# [Supplied entries]
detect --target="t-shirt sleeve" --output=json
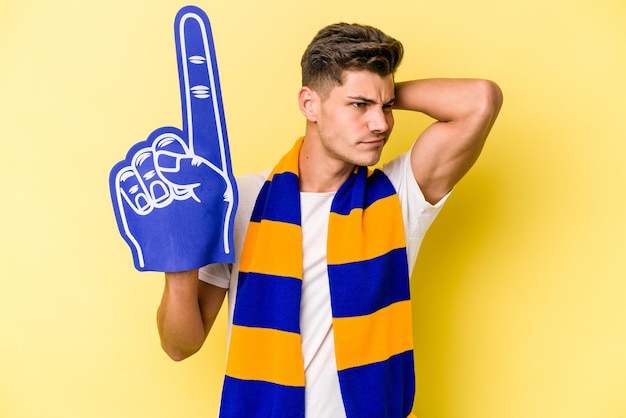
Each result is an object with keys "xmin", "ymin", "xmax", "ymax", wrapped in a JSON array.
[
  {"xmin": 199, "ymin": 263, "xmax": 231, "ymax": 289},
  {"xmin": 382, "ymin": 149, "xmax": 450, "ymax": 273}
]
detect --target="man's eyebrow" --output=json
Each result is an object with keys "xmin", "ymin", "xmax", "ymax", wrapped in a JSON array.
[{"xmin": 347, "ymin": 95, "xmax": 396, "ymax": 105}]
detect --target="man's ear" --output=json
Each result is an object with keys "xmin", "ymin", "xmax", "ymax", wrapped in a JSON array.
[{"xmin": 298, "ymin": 86, "xmax": 319, "ymax": 122}]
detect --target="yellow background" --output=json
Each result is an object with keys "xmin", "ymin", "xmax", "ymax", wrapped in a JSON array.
[{"xmin": 1, "ymin": 0, "xmax": 625, "ymax": 417}]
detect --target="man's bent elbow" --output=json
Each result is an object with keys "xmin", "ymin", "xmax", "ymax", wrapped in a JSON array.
[
  {"xmin": 477, "ymin": 79, "xmax": 503, "ymax": 118},
  {"xmin": 161, "ymin": 340, "xmax": 201, "ymax": 362}
]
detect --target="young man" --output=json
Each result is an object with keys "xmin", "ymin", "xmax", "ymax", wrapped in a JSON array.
[{"xmin": 157, "ymin": 23, "xmax": 502, "ymax": 417}]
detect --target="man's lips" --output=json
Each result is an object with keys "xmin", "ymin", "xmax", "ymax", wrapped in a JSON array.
[{"xmin": 360, "ymin": 137, "xmax": 387, "ymax": 146}]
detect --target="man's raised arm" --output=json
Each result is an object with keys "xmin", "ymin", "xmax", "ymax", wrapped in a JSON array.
[
  {"xmin": 157, "ymin": 270, "xmax": 226, "ymax": 361},
  {"xmin": 394, "ymin": 78, "xmax": 503, "ymax": 204}
]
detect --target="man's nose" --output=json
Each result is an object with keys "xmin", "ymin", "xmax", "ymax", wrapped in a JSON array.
[{"xmin": 368, "ymin": 108, "xmax": 391, "ymax": 133}]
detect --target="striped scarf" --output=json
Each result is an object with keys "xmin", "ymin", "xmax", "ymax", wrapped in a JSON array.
[{"xmin": 220, "ymin": 137, "xmax": 416, "ymax": 417}]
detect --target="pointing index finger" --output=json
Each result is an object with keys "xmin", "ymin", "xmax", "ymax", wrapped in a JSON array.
[{"xmin": 175, "ymin": 6, "xmax": 228, "ymax": 171}]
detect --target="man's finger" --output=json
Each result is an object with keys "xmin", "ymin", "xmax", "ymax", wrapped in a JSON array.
[{"xmin": 175, "ymin": 6, "xmax": 228, "ymax": 170}]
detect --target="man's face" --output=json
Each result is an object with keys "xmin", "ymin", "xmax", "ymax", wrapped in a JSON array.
[{"xmin": 314, "ymin": 70, "xmax": 395, "ymax": 167}]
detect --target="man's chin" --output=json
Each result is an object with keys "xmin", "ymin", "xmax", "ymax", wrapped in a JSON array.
[{"xmin": 355, "ymin": 154, "xmax": 383, "ymax": 167}]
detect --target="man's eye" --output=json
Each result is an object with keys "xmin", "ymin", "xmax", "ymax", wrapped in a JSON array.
[{"xmin": 352, "ymin": 102, "xmax": 367, "ymax": 108}]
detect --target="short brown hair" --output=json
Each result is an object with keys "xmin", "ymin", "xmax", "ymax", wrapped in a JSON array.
[{"xmin": 301, "ymin": 23, "xmax": 404, "ymax": 97}]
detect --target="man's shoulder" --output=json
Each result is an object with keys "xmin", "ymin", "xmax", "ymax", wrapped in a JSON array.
[
  {"xmin": 236, "ymin": 171, "xmax": 270, "ymax": 193},
  {"xmin": 233, "ymin": 171, "xmax": 270, "ymax": 221},
  {"xmin": 381, "ymin": 151, "xmax": 412, "ymax": 190}
]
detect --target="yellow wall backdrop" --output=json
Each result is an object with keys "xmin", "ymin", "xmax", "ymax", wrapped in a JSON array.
[{"xmin": 1, "ymin": 0, "xmax": 625, "ymax": 417}]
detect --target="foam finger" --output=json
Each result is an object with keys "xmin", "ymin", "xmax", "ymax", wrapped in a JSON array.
[
  {"xmin": 175, "ymin": 6, "xmax": 227, "ymax": 167},
  {"xmin": 116, "ymin": 165, "xmax": 151, "ymax": 215},
  {"xmin": 132, "ymin": 149, "xmax": 171, "ymax": 208}
]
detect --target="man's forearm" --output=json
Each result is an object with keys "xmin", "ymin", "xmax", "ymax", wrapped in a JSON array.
[
  {"xmin": 394, "ymin": 78, "xmax": 502, "ymax": 123},
  {"xmin": 157, "ymin": 270, "xmax": 207, "ymax": 361}
]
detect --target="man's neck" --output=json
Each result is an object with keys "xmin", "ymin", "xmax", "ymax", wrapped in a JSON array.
[{"xmin": 298, "ymin": 135, "xmax": 355, "ymax": 193}]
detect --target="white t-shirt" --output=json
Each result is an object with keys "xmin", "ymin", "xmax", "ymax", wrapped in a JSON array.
[{"xmin": 200, "ymin": 150, "xmax": 448, "ymax": 417}]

# [Problem details]
Please copy every line of the data that carries the string "finger".

# [Problem solution]
detect --target="pointing index finger" --output=json
detect --target="man's finger" --output=json
detect --target="foam finger" --output=json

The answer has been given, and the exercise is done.